◆ Exercise requirements ◆
Answer these questions from the article on Scientology's $8 million check:
(a) Which superior court judge was scheduled to begin a new hearing the morning Scientology paid to end the case?
(b) In what year did Scientology regain its tax exempt status?
(c) Who faced cross examination by Wollersheim's attorneys if the hearing came off as planned?

Scientology's Crushing Defeat

A previously unpublished saga of an $8 million check

A Scientology spokeswoman says that the organization was simply tired of the case.

But the timing of the payment suggested another reason.

The very morning that Scientology paid to end the case, superior court judge Robert L. Hess was scheduled to begin a new hearing in the 22-year-old case—a hearing Wollersheim’s attorneys had been preparing for, and demanding, for years.

Scientology leader David Miscavige, in full Sea Org regalia. Miscavige's
status as "captain" of the Sea Org was central to a court case that resulted
in the largest court penalty in Scientology history.
Scientology leader David Miscavige, in full Sea Org regalia. Miscavige's status as "captain" of the Sea Org was central to a court case that resulted in the largest court penalty in Scientology history.

Wollersheim’s attorneys were about to present evidence that they believed would not only show how Scientology had juggled assets to avoid paying Wollersheim in the past, but would also convince Hess that Scientology’s complex corporate structure itself was an elaborate sham. Contrary to what it had assured the IRS when it regained its tax exempt status in 1993, the “church” and its affiliated organizations, Wollersheim’s attorneys assert, was really a dictatorship with power centered in one man, Hubbard’s successor David Miscavige, who had directed all of the litigation against Wollersheim and had ordered documents key to the case altered or destroyed.

Scientology’s attorneys had managed to keep Miscavige out of the proceedings, but the organization’s nominal president, Heber Jentzsch, was facing cross examination by Wollersheim’s attorneys if the hearing came off as planned.

◆ Source data ◆
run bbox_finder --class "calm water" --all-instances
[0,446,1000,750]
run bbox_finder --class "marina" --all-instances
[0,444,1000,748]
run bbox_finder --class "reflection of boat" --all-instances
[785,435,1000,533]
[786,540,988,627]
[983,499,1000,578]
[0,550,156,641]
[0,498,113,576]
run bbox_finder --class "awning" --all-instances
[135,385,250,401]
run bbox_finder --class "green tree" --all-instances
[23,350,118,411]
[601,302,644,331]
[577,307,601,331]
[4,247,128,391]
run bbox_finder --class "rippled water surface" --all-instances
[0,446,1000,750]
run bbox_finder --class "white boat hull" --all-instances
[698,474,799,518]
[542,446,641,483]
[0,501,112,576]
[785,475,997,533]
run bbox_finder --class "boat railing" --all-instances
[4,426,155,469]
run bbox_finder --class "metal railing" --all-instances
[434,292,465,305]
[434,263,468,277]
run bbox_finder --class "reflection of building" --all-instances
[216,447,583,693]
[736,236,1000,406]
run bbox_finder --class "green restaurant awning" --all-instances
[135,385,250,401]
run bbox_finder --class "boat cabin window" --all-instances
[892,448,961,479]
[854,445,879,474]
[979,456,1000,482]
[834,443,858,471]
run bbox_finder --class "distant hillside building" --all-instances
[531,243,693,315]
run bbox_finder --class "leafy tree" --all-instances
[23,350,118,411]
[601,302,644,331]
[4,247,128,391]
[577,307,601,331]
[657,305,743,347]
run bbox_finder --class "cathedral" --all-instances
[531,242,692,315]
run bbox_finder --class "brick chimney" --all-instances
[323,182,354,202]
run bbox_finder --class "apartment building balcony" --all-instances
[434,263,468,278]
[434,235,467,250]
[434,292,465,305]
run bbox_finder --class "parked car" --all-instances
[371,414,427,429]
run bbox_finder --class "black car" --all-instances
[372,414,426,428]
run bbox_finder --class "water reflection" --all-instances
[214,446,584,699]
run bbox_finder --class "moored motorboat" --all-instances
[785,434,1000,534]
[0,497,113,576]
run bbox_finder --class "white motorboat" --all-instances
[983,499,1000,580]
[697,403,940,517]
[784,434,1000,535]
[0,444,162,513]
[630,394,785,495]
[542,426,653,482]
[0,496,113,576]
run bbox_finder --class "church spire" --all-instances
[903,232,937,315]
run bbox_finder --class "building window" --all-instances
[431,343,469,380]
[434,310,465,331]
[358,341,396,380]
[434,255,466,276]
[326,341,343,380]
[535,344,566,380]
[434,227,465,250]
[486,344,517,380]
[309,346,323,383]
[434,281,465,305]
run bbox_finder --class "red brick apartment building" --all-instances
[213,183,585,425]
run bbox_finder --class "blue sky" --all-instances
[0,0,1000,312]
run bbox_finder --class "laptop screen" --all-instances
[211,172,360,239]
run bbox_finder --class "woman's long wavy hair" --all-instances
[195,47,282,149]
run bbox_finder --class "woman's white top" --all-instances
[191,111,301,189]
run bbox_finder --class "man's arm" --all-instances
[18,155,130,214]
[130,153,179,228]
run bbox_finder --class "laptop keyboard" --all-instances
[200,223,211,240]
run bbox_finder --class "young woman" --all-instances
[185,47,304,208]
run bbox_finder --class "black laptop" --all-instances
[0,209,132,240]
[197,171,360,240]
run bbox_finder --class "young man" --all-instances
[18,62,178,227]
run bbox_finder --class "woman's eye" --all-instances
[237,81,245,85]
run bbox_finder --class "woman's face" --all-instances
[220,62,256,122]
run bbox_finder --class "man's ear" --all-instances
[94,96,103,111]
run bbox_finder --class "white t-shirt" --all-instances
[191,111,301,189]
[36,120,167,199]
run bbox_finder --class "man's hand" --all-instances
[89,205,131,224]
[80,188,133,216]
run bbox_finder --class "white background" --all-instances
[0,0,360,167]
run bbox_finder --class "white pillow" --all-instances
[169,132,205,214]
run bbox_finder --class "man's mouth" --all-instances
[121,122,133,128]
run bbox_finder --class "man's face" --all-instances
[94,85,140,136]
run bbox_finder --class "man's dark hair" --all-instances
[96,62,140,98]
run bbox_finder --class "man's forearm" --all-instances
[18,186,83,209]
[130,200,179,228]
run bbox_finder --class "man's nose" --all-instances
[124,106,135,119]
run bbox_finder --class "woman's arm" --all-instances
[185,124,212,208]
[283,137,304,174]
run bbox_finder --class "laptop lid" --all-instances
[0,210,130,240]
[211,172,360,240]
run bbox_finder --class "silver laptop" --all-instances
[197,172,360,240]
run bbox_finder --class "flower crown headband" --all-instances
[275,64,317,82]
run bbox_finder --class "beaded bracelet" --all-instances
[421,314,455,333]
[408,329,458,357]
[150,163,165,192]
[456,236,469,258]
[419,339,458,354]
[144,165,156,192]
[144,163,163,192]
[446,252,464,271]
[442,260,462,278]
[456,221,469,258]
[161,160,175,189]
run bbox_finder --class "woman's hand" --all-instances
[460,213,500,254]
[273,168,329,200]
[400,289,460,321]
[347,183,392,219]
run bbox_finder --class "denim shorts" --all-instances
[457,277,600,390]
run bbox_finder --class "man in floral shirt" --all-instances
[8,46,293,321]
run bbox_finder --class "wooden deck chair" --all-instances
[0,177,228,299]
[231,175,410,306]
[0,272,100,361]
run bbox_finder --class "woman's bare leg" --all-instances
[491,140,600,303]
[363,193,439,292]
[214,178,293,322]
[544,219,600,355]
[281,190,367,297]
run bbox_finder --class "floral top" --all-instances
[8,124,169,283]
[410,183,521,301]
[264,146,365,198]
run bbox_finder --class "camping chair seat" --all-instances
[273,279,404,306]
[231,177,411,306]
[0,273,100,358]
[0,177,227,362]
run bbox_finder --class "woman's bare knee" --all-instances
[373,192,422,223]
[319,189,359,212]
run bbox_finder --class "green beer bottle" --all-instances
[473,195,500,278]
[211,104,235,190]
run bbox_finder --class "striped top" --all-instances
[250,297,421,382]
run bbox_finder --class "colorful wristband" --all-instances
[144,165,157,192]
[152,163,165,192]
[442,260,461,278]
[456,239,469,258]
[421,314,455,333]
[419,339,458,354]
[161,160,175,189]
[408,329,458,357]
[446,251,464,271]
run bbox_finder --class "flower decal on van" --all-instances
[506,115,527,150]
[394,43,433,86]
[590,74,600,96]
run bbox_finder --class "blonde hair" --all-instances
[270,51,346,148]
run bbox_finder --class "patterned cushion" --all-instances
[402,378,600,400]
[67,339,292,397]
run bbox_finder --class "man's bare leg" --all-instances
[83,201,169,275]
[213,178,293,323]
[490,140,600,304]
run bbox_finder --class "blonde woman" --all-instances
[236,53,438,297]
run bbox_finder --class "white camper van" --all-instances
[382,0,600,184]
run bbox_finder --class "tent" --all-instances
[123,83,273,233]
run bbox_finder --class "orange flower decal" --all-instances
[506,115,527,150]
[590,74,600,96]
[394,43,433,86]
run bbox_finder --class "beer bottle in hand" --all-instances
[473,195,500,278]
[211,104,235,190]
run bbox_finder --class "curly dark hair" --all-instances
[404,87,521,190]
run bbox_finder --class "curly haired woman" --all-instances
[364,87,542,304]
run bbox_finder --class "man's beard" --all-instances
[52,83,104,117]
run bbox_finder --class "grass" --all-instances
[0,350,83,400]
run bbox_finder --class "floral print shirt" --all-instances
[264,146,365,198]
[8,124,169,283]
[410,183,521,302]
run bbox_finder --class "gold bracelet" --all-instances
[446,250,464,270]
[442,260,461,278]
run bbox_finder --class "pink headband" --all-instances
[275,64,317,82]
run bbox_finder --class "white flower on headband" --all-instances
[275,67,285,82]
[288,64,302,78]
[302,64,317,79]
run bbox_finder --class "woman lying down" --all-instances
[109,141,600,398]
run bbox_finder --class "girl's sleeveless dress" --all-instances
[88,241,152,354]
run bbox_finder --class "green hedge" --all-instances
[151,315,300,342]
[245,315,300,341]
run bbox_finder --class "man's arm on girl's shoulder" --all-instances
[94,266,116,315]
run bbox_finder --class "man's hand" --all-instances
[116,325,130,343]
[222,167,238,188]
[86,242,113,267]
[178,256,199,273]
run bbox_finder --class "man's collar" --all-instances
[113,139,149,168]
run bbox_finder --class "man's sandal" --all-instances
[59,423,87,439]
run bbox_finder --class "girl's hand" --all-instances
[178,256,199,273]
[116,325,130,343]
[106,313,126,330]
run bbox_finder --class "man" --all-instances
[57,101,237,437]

◆ Exercise output ◆
(a) Robert L. Hess
(b) 1993
(c) Heber Jentzsch, the organization's nominal president